L’histoire. Un monument historique nous regarde. Quand va-t-il s’écrouler ?
« Le Cerro Rico, nous l’aimons tous car c’est un monument historique mondialement connu », « Le peuple de Potosi ne veut pas le perdre car c’est un monument international ». Comment peut-on perdre une montagne ? En la vidant, en l’aspirant de l’intérieur. Depuis la découverte des mines de Potosi en 1545, l’exploitation n’a jamais cessé. Potosi fut jadis une des plus grandes villes du mondes, le centre nerveux du royaume d’Espagne, et surtout, la source de richesse qui transforma le cours de l’histoire au prix de millions de vies : en un siècle et demi, l’argent extrait des entrailles de la montagne bolivienne a profondément taillé le déséquilibre planétaire et dessiné le rapport de force et les inégalités mondiales comme le dépeint
avec force Eduardo Galeano dans « Les veines ouvertes de l’Amérique Latine » *.
Aujourd’hui Potosi est une ville déshéritée et sa pauvreté est à l’échelle de sa richesse passée.
* Extraits de « Les veines ouvertes de l’Amérique Latine »
"Au milieu du XVIIe siècle l’argent représentait plus de 99% des exportations minérales de l’Amérique hispanique.
L’Amérique était, alors, une vaste mine, surtout, en Potosi. Quelques écrivains boliviens enflammés d’un excessif enthousiasme, affirment qu’en trois siècles l’Espagne a reçu assez de métal en Potosi pour tendre un pont d’argent du sommet du Cerro Rico (Tertre Riche) jusqu’à la porte du Palais Royal de l’autre côté de l’océan. L’image est, sans doute, oeuvre d’une
fantaisie, mais de n’importe quelle façon, parle d’une réalité, en effet, qui semble inventée : le flux d’argent a atteint des dimensions gigantesques.
L’énorme exportation clandestine américaine, qui s’évadait d’une contrebande en direction des Philippines, de la Chine et vers l’Espagne même, n’est pas représenté dans les calculs d’Earl J. Hamilton, qui à partir des données obtenues dans la Casa de Contratación offre, de toute façon, dans son œuvre très connue sur ce sujet, des chiffres étonnants.
Entre 1503 et 1660, sont arrivés au port de Séville 185.000 kilos d’or et 16.000.000 de kilos d’argent.
- - -
Consigne 1:
Recopiez à l'identique le passage de l'extrait sur Potosi allant de « L’Amérique était, alors, une » à « des chiffres étonnants. ».
- - -
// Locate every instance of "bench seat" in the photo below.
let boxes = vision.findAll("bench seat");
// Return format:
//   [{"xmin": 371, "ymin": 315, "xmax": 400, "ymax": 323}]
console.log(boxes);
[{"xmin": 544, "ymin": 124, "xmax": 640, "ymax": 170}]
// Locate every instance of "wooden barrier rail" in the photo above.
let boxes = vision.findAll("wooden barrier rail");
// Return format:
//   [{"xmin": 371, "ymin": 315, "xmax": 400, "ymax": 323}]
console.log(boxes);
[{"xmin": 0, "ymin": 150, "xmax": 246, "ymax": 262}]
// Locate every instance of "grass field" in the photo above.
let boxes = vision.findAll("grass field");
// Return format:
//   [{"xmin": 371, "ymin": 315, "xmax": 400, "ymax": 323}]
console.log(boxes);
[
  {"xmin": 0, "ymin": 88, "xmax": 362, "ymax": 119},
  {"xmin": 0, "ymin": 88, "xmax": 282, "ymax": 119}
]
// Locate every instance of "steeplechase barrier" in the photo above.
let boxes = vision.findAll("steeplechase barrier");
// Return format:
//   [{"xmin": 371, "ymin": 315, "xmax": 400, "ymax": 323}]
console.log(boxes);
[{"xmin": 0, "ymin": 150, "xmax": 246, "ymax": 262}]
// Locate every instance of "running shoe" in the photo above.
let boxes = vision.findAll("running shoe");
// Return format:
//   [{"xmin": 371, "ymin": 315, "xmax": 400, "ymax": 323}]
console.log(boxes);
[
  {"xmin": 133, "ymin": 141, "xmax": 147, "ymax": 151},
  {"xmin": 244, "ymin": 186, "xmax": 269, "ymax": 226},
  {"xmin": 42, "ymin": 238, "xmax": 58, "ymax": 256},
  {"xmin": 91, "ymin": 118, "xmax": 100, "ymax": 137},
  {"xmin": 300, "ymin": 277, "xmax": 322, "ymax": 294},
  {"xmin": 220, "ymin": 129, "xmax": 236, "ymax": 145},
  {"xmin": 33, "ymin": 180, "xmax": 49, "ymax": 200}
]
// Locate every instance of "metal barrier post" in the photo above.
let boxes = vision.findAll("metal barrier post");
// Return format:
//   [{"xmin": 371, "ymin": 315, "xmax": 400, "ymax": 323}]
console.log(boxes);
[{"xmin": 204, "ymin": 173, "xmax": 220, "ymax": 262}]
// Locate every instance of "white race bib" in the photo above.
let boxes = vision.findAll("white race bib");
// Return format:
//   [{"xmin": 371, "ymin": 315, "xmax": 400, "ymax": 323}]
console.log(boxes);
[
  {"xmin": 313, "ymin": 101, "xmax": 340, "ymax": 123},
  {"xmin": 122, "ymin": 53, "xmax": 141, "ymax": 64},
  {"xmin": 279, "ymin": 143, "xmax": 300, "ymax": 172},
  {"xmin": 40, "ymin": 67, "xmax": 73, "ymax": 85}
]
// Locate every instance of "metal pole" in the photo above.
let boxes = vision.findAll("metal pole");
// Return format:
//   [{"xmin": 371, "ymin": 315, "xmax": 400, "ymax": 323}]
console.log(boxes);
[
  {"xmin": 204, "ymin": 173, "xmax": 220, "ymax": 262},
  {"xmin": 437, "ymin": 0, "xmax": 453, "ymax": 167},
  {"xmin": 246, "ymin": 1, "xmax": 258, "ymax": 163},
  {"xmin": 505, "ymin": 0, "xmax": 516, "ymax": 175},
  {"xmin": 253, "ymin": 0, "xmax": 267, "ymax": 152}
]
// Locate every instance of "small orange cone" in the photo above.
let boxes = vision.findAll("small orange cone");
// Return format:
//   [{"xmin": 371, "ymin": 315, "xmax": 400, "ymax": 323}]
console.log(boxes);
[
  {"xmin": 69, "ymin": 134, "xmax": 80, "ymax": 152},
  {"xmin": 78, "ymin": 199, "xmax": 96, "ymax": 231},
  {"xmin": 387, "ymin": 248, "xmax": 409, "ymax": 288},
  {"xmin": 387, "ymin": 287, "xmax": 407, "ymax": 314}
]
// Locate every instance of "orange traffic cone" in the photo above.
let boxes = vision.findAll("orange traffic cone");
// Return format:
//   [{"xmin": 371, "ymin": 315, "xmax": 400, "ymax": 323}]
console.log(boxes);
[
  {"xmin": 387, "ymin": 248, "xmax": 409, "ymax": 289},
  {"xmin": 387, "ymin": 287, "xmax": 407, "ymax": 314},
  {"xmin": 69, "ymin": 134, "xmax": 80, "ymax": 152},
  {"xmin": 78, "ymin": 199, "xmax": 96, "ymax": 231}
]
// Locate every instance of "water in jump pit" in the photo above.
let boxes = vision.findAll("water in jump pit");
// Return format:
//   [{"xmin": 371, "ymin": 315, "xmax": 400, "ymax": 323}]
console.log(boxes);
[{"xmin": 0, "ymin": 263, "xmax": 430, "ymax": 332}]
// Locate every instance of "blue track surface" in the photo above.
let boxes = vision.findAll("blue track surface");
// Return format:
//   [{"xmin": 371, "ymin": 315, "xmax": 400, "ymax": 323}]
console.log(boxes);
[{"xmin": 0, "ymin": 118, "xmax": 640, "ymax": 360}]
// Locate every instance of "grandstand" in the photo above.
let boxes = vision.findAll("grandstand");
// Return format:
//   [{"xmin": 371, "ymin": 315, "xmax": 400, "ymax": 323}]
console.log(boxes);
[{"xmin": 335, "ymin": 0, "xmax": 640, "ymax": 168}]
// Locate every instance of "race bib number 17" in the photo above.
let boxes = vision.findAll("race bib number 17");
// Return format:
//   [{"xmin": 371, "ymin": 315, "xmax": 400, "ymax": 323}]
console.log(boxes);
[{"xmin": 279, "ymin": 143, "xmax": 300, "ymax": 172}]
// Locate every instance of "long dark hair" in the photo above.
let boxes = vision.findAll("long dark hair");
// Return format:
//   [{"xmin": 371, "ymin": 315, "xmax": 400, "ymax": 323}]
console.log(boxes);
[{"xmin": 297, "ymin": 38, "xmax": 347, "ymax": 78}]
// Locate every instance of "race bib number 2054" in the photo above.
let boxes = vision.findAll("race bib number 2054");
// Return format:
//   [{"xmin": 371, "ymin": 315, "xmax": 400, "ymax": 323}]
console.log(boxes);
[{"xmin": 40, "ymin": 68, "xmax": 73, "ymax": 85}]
- - -
Consigne 2:
Veuillez relever chaque ligne de la liste ci-dessus qui contient le mot « post ». La casse compte.

Résultat 1:
L’Amérique était, alors, une vaste mine, surtout, en Potosi. Quelques écrivains boliviens enflammés d’un excessif enthousiasme, affirment qu’en trois siècles l’Espagne a reçu assez de métal en Potosi pour tendre un pont d’argent du sommet du Cerro Rico (Tertre Riche) jusqu’à la porte du Palais Royal de l’autre côté de l’océan. L’image est, sans doute, oeuvre d’une
fantaisie, mais de n’importe quelle façon, parle d’une réalité, en effet, qui semble inventée : le flux d’argent a atteint des dimensions gigantesques.
L’énorme exportation clandestine américaine, qui s’évadait d’une contrebande en direction des Philippines, de la Chine et vers l’Espagne même, n’est pas représenté dans les calculs d’Earl J. Hamilton, qui à partir des données obtenues dans la Casa de Contratación offre, de toute façon, dans son œuvre très connue sur ce sujet, des chiffres étonnants.

Résultat 2:
// Locate every instance of "metal barrier post" in the photo above.
let boxes = vision.findAll("metal barrier post");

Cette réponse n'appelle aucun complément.